=== SOURCE RECORDS ===
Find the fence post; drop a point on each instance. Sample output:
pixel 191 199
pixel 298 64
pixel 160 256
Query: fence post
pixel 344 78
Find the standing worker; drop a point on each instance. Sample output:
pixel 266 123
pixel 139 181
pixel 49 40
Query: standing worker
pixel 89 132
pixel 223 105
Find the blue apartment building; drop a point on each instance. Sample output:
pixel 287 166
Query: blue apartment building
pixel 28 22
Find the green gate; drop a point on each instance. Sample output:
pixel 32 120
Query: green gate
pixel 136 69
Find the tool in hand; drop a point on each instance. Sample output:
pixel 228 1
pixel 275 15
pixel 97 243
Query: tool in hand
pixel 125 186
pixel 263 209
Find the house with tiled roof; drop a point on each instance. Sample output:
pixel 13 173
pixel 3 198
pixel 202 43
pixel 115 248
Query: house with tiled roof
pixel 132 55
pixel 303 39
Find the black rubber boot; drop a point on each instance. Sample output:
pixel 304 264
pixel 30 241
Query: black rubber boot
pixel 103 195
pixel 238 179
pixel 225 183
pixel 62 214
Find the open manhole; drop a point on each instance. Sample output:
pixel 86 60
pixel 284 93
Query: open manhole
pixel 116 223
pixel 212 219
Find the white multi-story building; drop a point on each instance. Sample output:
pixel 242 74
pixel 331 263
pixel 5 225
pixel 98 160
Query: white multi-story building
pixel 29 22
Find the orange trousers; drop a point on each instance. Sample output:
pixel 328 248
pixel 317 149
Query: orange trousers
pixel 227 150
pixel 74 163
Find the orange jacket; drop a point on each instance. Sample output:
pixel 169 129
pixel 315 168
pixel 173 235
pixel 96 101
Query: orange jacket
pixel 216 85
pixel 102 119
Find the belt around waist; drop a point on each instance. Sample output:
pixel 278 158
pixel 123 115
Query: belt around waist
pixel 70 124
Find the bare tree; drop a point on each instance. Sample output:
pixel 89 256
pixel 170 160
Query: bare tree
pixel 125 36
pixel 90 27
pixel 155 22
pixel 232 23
===
• GIVEN INSTRUCTION: Reproduce all of the records above word for word, from the first line to the last.

• SOLUTION TO THIS TASK:
Find the fence post; drop a point on each instance. Sample output:
pixel 191 199
pixel 298 64
pixel 160 256
Query: fence post
pixel 344 78
Find the standing worker; drop a point on each instance. Sample output:
pixel 266 123
pixel 139 181
pixel 49 40
Query: standing worker
pixel 89 132
pixel 223 105
Find the blue apartment building; drop a point on each instance. Sample output:
pixel 287 166
Query: blue apartment building
pixel 28 22
Find the green gate; drop a point on each instance. Sample output:
pixel 32 120
Query: green gate
pixel 136 69
Find the tool in hand; drop a point on each instance. Sample output:
pixel 228 1
pixel 275 15
pixel 97 243
Query: tool in hand
pixel 125 186
pixel 263 209
Find the house with tiled roof; drop a point on each instance. Sample output:
pixel 13 173
pixel 3 198
pixel 202 43
pixel 115 248
Query: house with tiled roof
pixel 132 55
pixel 303 39
Find the black rubber boot; drop a point on each instance. Sample output:
pixel 304 264
pixel 30 241
Query: black rubber boot
pixel 103 195
pixel 238 179
pixel 225 183
pixel 62 214
Find the open manhole; drop a point on each instance. Sample output:
pixel 86 60
pixel 284 93
Query: open manhole
pixel 116 223
pixel 212 219
Find the white multi-story building; drop a point on each instance. Sample output:
pixel 242 74
pixel 331 263
pixel 5 225
pixel 98 160
Query: white multi-story building
pixel 29 22
Find the orange trousers; drop a point on each instance. Sample output:
pixel 328 248
pixel 317 149
Query: orange trousers
pixel 227 150
pixel 74 163
Find the orange jacket; drop a point on each instance. Sample output:
pixel 169 129
pixel 315 168
pixel 173 235
pixel 96 101
Query: orange jacket
pixel 216 85
pixel 102 119
Find the belt around waist; drop a point on each instance. Sample output:
pixel 278 158
pixel 123 115
Query: belt around waist
pixel 70 124
Find the bare tree; drop a point on each instance. Sample output:
pixel 89 256
pixel 170 160
Query: bare tree
pixel 125 36
pixel 90 27
pixel 155 22
pixel 232 23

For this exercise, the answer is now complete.